Book Abstract by: sajeev vasudevan    

Original Author: DR.SAJEEV VASUDEVAN
HEALTH-CARE FACILITIES
The largest and most complex form of health-care facility is the hospital, which deals with
the critically ill and with patients who need complex diagnostic procedures or must undergo major surgery. Care given to patients not confined to a hospital, called out-patient or ambulatory care, is ordinarily dispensed in a clinic or office. A clinic may either be free-standing or attached to a hospital; in either case, clinic practice includes the availability at the same location of specialists in most of the major medical fields.
The Hospital Team
Treatment in a hospital necessarily is a team effort, led by the physician or physicians directly responsible for a patient's welfare. Other physicians who may be involved in the care of a patient include anesthesiologists, pathologists, and radiologists, and, in teaching hospitals, the resident physicians. All of the hospital personnel support the work of the physicians in charge. Of these personnel, the nursing staff is the largest component. The most skilled are the registered nurses (RNs), who undergo two to four years of general college-level education in addition to their nursing education, frequently obtaining a college degree; they are licensed by examination. The licensed practical nurse (LPN) takes formal training for one academic year and is examined for licensure. Nurse's aids carry out the least skilled components of nursing care. The size of a hospital's nursing staff is approximately equal to the average number of patients.
As new machinery and new procedures are introduced into a hospital, members of the technical staff also must be increased in order to operate the equipment. Besides this, a hospital operates like a small village and must have cooks, cleaners, laundry personnel, carpenters, plumbers, bookkeepers, a police staff, and a cadre of administrators, as well.
Kinds of Hospitals
Hospital in-patient care devolves into either acute or chronic care. Acute-care hospitals are classified as primary, secondary, or tertiary institutions. The low-technology primary hospitals are usually located in rural areas and generally deal with emergencies and therapies that do not involve complex procedures. The secondary hospitals are more typical of hospitals in general, providing a greater range of physician skills and modern technology than the primary hospitals. Tertiary institutions are typified by the teaching hospitals of the major medical schools and are also called referral centers. Usually they are large, often with more than a thousand beds, and they provide most or all of the latest medical equipment available. Even more important, they have physicians and technicians on their staffs who are highly trained in all types of investigation and treatment. Most of the patients found in tertiary-care hospitals are similar to those in secondary centers, but the rest have been referred to such hospitals for special care such as therapy for severe burns, open-heart surgery, premature births, and hip replacement. Tertiary-care hospitals are quite expensive, partly because of the advanced technology being employed but even more because of the size of the staff required. The ratio of employees to patients in a tertiary-care hospital may exceed five to one.
Other types of hospitals, called specialty hospitals, admit only those patients who fit a restricted group of diagnoses and, usually, who are due for a medium to long stay. Psychiatric hospitals are the most numerous specialty hospitals and the ones with the largest patient population. Others include hospitals for the severely mentally retarded and rehabilitation hospitals that treat severe injury involving loss of function.
Chronic-disease hospitals, also called long-term-care facilities, are typically the hospitals of last resort for persons too ill for any other alternative but for whom no known therapy exists that could justify their presence in expensive acute-care hospitals. Finally, hospice movement, devoted to caring for the terminally ill, generally makes use of the home environment but sometimes involves so-called hospice dwellings, commonly located within a hospital.

◆ PROMPT ◆
Return the part of the passage on health-care facilities from "Chronic-disease hospitals, also" up to and including "within a hospital.", copied word for word.

◆ Dataset records ◆
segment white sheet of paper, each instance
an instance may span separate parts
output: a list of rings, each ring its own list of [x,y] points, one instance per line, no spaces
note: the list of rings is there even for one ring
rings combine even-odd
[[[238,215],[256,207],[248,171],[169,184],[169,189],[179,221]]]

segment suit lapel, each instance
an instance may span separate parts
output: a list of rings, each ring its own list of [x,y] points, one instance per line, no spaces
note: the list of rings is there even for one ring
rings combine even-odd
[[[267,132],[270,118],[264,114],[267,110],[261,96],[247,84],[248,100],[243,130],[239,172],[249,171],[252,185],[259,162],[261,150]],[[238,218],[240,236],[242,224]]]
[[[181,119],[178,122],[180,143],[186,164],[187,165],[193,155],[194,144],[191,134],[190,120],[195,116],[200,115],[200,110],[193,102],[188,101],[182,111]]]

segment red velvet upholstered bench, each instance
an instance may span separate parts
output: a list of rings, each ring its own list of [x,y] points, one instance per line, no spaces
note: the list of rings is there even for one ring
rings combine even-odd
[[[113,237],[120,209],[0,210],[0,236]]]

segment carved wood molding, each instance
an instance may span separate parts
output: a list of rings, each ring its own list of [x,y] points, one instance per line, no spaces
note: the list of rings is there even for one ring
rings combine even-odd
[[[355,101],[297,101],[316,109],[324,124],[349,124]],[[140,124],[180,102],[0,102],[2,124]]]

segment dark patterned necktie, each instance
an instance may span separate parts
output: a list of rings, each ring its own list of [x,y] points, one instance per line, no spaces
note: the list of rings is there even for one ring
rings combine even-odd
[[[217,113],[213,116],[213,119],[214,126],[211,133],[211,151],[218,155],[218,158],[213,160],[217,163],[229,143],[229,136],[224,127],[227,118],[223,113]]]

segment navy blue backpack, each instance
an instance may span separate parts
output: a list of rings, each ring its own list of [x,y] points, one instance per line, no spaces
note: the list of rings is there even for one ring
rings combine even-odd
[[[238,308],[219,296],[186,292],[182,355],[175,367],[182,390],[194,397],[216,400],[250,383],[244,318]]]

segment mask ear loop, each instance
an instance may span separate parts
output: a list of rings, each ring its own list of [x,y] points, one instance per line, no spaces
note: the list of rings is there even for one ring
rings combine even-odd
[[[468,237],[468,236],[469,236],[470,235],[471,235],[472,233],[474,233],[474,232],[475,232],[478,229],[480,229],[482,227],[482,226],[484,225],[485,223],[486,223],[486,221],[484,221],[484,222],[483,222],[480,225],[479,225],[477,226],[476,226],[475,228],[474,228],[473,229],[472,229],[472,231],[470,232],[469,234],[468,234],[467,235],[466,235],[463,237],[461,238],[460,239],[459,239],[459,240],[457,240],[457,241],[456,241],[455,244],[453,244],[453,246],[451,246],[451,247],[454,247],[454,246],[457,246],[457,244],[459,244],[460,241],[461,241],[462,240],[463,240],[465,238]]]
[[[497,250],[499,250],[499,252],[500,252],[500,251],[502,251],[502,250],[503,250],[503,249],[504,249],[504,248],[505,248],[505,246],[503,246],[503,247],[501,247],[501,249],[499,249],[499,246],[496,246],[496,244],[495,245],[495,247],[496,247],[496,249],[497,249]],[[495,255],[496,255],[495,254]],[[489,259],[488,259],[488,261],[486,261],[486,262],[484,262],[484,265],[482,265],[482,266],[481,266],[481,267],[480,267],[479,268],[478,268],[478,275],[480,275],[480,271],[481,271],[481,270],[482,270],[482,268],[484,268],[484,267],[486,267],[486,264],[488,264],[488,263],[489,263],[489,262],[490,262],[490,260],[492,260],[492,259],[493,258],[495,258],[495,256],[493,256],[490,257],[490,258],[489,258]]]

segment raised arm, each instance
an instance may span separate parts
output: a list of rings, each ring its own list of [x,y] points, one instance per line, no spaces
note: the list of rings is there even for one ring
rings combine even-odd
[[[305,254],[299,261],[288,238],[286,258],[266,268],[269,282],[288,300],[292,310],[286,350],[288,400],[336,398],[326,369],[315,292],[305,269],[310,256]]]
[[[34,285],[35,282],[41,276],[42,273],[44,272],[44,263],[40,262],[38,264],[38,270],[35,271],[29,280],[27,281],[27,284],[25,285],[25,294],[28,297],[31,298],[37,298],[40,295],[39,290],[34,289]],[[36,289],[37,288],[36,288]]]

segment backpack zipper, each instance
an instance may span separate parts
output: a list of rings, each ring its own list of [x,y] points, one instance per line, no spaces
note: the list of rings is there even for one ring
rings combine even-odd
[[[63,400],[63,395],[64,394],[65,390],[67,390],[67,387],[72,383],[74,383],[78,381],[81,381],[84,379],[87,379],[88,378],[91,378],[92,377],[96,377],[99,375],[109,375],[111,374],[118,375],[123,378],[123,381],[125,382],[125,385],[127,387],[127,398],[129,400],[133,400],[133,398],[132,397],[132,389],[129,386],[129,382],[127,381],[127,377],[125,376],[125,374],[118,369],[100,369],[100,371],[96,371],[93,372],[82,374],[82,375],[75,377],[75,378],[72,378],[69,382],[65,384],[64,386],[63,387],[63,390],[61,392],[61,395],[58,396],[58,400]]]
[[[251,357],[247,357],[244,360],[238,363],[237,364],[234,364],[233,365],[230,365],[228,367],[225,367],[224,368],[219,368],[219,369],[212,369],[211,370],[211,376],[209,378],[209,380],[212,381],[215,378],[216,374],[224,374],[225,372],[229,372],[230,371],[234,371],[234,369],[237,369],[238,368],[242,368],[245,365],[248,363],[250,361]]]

* * *

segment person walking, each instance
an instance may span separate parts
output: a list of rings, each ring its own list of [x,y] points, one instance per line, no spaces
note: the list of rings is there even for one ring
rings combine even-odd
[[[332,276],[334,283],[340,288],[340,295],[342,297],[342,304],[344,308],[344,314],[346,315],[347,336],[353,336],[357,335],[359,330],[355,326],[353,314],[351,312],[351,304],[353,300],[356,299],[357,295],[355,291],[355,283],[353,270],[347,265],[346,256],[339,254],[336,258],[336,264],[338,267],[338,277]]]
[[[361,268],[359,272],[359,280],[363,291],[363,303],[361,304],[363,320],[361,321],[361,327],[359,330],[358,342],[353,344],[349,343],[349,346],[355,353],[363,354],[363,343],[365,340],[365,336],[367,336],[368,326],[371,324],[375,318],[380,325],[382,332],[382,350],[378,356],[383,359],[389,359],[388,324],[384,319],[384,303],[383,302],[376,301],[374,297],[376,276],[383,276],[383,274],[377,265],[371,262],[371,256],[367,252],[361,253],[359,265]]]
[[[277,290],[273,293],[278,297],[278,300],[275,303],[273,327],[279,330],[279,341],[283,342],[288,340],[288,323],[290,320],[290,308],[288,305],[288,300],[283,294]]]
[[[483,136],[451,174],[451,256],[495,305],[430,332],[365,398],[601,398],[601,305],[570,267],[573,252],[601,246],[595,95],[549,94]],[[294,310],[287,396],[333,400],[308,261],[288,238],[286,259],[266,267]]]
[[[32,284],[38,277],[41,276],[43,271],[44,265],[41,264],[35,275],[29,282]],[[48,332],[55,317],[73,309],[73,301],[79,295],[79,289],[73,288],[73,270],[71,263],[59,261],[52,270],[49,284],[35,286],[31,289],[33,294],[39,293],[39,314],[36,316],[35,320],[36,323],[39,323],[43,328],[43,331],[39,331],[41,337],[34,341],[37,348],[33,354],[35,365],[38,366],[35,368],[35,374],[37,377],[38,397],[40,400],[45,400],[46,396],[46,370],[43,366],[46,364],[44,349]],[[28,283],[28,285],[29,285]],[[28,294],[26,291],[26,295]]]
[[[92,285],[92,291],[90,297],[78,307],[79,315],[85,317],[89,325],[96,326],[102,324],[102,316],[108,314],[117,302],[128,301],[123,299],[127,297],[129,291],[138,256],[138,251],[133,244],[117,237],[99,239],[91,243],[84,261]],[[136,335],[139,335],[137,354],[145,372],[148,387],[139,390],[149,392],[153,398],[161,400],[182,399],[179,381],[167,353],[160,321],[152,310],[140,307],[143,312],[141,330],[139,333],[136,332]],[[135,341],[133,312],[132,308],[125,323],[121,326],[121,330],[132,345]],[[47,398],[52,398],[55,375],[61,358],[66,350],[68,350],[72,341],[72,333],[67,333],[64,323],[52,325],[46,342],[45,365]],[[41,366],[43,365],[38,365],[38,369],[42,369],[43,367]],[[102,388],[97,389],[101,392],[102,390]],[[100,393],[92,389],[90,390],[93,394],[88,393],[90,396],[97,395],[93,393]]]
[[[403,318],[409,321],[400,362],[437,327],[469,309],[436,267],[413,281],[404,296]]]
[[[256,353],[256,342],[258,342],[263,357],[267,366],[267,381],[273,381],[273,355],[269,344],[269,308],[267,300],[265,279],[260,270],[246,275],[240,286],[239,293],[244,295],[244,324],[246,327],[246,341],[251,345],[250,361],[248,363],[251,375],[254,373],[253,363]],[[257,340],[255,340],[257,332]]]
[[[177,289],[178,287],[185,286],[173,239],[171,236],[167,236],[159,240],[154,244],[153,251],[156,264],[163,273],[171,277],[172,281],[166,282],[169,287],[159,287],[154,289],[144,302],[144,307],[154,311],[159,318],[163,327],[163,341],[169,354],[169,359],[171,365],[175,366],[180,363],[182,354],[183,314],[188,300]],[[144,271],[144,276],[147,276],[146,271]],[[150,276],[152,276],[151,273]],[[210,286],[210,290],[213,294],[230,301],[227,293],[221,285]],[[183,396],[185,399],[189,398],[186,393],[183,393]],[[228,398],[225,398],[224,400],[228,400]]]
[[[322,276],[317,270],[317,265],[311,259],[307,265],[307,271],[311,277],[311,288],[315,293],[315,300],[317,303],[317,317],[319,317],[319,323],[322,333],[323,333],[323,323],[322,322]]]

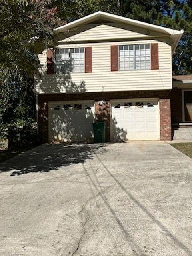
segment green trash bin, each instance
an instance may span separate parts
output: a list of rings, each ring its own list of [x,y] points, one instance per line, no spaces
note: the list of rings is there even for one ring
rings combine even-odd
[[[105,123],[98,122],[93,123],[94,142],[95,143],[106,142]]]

◆ TASK OUTPUT ◆
Chronic-disease hospitals, also called long-term-care facilities, are typically the hospitals of last resort for persons too ill for any other alternative but for whom no known therapy exists that could justify their presence in expensive acute-care hospitals. Finally, hospice movement, devoted to caring for the terminally ill, generally makes use of the home environment but sometimes involves so-called hospice dwellings, commonly located within a hospital.